__COMPLETE THE FOLLOWING__.
1 > List the steps the mother in the ghetto account takes to hide her son whenever boots are heard outside.
2 > Continue the ghetto account from the commander's last line.
[[ EXCERPT open ]]
Today is Holocaust Rememberance Day. This is a guest post by holocaust survivor Uri Edelman via our good friend Akiva Kotler from Ashdod.
The nook in which we lived in the ghetto was narrow and suffocating. My mother managed to drag in a broken piece of furniture that in its better days had served as an armchair. Now, all that remained of it was a charred wooden skeleton, saved from a fire, and a row of metal springs that the flames could not overcome. That was where my mother would set me, a 3-year-old boy, every time the hobnailed boots were heard outside and immediately afterward the pounding on the door. She would cover me with filthy rags and sit on top. That is how I got used to lying, keeping my mouth shut, immobile. It was explained to me that if I made a sound, and the troopers discovered me, they would rip me to shreds instantly with their bayonets. I went through this experience countless times in mute heroism. One day, my luck gave out. A woman was caught stealing and the sentries' rage knew no bounds. One of them struck my mother with his rife butt and kicked my armchair shelter. It overturned, and I was found out. The soldier cocked his rifle, but his commander stopped him: "It's better to put him in front of a firing squad," he said, smiling. "A baby put to death in front of everyone will certainly have a deterrent effect."
[[ EXCERPT closed ]]
[[ DATA EXCERPTS open ]]
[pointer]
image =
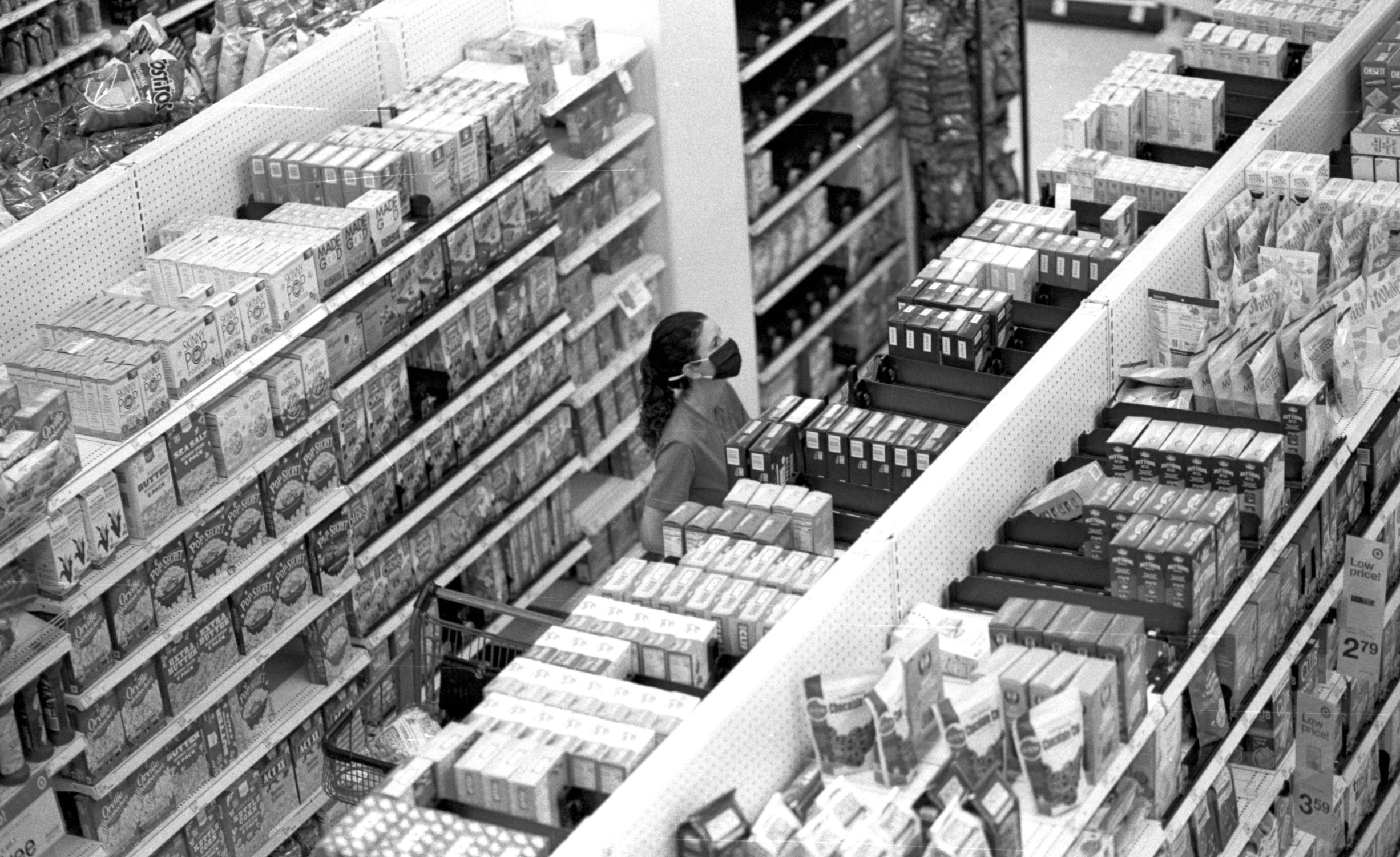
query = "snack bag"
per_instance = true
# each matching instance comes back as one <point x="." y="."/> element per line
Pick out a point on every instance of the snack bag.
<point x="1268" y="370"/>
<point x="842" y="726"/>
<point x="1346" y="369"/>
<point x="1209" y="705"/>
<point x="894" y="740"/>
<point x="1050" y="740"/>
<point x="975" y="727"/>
[[ DATA EXCERPTS closed ]]
[[ DATA EXCERPTS open ]]
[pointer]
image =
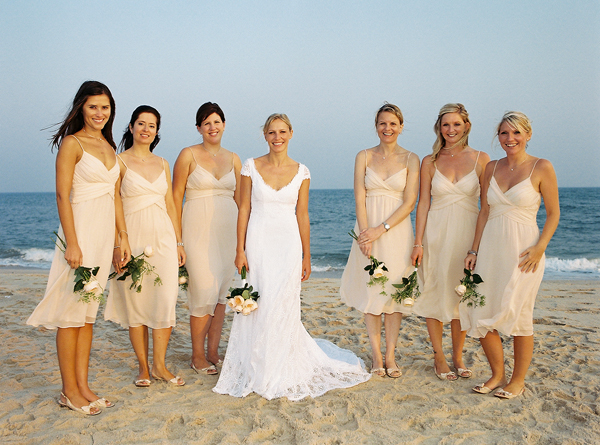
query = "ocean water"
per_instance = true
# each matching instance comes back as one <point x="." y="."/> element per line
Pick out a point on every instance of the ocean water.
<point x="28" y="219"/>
[[ DATA EXCERPTS closed ]]
__NUMBERED ANSWERS__.
1 > She sets him in the broken armchair, covers him with filthy rags, and sits on top of him.

2 >
Terror and trembling, fear and dread took hold of my whole body when I looked down the barrel of the machine gun on its stand. There was no place on my body that had not been attacked by uncontrollable shivering. I tried to call up every source of courage, physical and emotional strength, to firm up my poor limbs, but I could not. Every one of my cells, which He who dwells on high had placed in my body to create it in His image, was dancing as if in a frenetic fit. I felt that in a few seconds my limbs would separate from the skeleton that still deigned to hold on to them. My heart was pounding, both from the powerful shaking of my limbs and the fear that they would soon be scattered all around. I looked at the soldier behind the black hole of the weapon; I could not take my eyes off him. The flakes of snow on his helmet reminded me how very cold it was. For a moment our eyes met, and it seemed to me that I saw surprise in his, as if they were saying that a baby was standing before him for the first time. The order to fire came like a scream that split the air. My last memory of the world of the living was the deafening noise of the machine gun.
I do not know how much time passed, but it was certainly night when I heard, from the depths of the netherworld, the voice of my mother, weeping bitterly. I shouted with all the strength I had left. I could not move; frozen bodies covered me on all sides. My mother heard my voice, and began moving aside the dead, who lay atop me like shrouds too heavy to bear. The machine gun stand, which was level with my head, had saved my life. Except for a bleeding scratch left by the grazing bullet that had tossed me into the mass grave, my body was whole. Perhaps, it was so I could to stand up for the children who did not live and be their voice.
The writer is a lecturer in education at Bar-Ilan University.